* Material for this exercise:
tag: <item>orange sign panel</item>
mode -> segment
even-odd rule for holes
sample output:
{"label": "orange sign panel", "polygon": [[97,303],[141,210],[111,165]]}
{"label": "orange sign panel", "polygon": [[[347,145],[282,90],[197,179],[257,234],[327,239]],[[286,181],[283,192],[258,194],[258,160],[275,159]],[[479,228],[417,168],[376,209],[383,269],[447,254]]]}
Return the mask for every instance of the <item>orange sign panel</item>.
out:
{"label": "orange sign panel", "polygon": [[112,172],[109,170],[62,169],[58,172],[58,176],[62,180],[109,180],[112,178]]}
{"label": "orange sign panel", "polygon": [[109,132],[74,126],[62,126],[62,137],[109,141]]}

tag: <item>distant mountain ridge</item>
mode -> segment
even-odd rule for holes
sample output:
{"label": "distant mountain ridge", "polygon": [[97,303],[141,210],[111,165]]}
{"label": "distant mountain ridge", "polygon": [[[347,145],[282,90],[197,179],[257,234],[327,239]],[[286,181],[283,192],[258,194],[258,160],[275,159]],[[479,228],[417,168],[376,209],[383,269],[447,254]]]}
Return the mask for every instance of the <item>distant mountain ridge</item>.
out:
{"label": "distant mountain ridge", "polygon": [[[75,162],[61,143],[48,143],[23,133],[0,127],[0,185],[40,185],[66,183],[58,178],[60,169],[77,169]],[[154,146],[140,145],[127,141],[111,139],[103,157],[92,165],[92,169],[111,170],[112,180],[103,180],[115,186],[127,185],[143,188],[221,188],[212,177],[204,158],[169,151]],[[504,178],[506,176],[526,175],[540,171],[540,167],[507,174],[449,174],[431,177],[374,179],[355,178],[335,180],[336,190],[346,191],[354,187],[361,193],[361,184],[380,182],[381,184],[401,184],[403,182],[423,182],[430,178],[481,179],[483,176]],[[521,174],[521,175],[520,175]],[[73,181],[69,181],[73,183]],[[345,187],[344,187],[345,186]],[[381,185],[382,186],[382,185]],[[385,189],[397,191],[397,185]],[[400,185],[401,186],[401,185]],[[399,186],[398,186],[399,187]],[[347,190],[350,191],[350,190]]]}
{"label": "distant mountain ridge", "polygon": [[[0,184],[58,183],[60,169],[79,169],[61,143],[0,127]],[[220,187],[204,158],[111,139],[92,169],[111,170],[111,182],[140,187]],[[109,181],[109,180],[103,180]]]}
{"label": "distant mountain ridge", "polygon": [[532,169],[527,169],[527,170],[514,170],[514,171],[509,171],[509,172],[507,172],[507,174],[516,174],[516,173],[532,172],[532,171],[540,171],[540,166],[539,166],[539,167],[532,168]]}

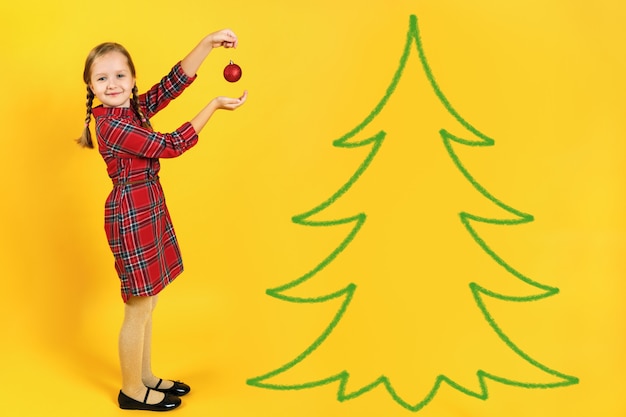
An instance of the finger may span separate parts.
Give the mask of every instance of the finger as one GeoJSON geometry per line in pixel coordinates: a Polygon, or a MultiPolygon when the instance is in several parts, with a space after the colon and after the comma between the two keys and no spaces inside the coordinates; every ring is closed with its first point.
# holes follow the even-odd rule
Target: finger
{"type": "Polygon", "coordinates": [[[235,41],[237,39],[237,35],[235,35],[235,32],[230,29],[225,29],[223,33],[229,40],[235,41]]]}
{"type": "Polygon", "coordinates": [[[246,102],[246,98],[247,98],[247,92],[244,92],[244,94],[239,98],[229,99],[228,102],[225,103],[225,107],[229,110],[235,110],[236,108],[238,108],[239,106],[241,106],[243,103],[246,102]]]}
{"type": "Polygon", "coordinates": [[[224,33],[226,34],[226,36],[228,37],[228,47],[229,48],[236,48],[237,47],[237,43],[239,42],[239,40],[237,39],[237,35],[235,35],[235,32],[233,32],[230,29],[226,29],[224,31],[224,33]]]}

==

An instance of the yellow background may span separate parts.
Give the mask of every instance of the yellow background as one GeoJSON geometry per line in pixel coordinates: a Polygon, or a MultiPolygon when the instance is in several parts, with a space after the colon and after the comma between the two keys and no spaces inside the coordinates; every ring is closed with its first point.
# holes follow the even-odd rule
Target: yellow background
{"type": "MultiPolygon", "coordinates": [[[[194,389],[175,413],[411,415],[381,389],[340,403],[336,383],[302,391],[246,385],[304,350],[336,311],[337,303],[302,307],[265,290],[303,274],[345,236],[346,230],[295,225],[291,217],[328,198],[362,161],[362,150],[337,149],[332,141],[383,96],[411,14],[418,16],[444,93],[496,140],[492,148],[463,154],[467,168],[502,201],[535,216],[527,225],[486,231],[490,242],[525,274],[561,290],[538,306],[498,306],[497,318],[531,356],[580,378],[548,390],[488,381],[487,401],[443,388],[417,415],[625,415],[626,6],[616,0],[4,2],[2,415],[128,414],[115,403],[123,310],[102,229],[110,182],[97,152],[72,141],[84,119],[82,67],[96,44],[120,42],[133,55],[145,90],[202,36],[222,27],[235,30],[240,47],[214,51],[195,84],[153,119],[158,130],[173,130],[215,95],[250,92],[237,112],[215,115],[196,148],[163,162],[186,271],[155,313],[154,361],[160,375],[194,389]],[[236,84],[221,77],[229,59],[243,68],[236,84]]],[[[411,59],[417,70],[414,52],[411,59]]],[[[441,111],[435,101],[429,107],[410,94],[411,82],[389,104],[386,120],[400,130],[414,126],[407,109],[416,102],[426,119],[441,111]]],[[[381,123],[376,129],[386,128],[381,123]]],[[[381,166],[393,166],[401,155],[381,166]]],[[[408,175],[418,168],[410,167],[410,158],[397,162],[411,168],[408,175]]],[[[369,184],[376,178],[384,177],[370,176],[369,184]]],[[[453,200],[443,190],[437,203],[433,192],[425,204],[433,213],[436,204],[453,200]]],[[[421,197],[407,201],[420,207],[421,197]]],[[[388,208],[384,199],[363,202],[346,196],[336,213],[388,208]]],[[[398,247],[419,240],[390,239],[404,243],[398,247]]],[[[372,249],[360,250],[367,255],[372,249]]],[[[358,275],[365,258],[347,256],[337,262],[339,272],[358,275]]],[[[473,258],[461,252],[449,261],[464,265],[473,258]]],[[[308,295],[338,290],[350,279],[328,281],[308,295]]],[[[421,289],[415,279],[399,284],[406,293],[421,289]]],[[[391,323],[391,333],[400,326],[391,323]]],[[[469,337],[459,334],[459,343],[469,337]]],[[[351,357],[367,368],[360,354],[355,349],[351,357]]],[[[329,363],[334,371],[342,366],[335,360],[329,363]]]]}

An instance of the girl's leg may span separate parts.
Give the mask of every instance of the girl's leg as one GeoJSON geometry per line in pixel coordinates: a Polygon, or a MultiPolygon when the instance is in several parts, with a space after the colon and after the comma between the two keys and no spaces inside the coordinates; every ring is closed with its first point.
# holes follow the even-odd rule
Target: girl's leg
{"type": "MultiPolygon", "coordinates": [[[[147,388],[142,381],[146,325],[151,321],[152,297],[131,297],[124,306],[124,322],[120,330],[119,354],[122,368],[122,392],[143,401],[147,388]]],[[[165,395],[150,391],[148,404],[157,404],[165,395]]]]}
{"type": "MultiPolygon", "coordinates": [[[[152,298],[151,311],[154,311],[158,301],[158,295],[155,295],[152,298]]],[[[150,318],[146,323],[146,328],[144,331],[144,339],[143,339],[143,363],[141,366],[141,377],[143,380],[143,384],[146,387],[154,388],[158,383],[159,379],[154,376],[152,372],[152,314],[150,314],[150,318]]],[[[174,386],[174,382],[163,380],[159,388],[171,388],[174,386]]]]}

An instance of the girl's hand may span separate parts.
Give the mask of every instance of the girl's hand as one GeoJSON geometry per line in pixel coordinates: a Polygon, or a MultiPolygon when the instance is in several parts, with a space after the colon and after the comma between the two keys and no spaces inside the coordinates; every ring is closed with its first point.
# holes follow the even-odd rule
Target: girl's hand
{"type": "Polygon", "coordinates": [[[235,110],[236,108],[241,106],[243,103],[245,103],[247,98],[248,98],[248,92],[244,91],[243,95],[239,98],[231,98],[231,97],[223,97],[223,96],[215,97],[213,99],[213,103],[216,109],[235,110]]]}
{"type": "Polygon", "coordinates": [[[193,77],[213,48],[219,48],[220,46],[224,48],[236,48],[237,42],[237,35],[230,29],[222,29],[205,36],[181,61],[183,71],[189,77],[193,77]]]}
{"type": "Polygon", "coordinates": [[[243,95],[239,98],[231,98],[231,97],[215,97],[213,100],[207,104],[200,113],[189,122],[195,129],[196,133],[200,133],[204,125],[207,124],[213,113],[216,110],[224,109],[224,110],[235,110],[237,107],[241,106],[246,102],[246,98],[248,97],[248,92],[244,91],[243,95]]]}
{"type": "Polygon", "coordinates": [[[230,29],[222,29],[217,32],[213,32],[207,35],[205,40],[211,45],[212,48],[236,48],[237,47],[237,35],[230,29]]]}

---

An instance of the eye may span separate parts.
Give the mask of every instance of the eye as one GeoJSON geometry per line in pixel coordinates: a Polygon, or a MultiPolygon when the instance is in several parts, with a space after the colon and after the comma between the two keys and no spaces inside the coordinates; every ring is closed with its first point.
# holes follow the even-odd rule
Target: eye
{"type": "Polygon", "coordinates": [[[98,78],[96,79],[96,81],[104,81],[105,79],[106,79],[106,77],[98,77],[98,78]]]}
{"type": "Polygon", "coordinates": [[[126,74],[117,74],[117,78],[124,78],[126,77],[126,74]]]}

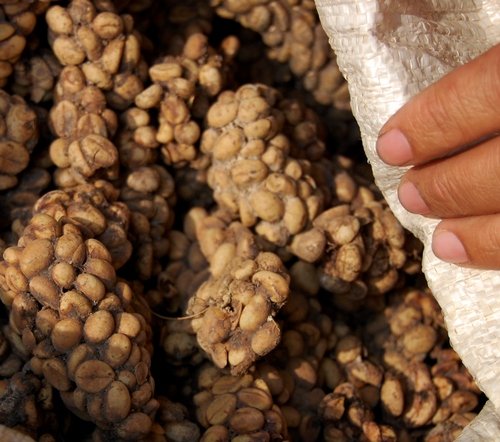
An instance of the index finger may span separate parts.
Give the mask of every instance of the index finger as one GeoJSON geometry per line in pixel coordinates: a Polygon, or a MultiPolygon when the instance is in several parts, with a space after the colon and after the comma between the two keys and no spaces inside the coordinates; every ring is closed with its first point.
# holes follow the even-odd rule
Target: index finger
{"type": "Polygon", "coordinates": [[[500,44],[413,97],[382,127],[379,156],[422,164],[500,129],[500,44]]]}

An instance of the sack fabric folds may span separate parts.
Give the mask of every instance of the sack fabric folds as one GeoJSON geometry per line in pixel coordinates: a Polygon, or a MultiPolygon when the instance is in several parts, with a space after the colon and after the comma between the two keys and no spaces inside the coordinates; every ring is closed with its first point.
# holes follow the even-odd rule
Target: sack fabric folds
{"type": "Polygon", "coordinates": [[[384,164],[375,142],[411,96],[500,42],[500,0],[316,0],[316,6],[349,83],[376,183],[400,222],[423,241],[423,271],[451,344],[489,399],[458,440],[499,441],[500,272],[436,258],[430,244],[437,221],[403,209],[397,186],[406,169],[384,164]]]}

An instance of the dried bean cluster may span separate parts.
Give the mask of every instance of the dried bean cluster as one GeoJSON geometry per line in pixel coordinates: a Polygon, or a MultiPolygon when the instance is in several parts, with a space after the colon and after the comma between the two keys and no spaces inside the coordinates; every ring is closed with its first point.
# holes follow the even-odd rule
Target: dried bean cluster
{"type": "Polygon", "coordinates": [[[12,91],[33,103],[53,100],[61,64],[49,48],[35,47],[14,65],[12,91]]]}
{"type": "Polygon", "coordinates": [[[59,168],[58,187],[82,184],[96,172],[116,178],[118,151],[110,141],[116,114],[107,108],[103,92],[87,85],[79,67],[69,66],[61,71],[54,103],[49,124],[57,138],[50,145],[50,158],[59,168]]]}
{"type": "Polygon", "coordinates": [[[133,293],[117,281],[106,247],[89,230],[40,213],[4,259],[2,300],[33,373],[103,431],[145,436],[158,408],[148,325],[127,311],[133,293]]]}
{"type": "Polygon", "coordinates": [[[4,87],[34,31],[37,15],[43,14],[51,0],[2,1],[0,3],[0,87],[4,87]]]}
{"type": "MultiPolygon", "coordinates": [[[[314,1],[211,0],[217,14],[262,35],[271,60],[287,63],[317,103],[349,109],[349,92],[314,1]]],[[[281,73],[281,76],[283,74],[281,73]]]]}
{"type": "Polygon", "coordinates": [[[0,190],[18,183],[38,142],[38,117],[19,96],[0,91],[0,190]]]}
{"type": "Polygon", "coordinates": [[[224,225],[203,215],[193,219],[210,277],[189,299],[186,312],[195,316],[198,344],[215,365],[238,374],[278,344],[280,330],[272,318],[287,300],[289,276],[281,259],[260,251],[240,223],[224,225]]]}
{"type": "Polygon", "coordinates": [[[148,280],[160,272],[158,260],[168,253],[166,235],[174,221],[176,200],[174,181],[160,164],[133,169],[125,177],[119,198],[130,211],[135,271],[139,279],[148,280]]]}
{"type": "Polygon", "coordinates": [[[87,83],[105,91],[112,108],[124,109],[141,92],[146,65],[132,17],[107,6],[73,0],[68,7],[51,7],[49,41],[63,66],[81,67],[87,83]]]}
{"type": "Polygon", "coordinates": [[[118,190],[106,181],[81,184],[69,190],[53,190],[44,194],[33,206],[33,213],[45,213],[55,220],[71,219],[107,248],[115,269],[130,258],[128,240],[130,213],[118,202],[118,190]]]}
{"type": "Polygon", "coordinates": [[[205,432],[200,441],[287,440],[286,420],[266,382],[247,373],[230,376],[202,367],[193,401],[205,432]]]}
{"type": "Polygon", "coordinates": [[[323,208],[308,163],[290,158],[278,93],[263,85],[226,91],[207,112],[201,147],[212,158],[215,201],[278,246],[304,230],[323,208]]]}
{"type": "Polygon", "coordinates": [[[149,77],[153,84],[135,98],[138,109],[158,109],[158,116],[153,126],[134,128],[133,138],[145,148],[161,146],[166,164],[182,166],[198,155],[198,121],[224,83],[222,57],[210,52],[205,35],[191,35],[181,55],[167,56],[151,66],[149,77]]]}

* What is being asked: Would you copy out exactly the lines above that start at the one containing "tag: <item>distant mountain ridge</item>" and end at the one containing "Return the mask for every instance of the <item>distant", inclusive?

* Response area:
tag: <item>distant mountain ridge</item>
mode -> segment
even-odd rule for holes
sample output:
{"label": "distant mountain ridge", "polygon": [[97,303],[141,210],[111,165]]}
{"label": "distant mountain ridge", "polygon": [[[347,145],[282,90],[197,179],[257,234],[327,239]],[[286,181],[283,192],[258,194],[258,160],[275,159]],[[479,228],[417,168],[376,209],[383,269],[447,254]]]}
Return the mask for every instance of the <item>distant mountain ridge</item>.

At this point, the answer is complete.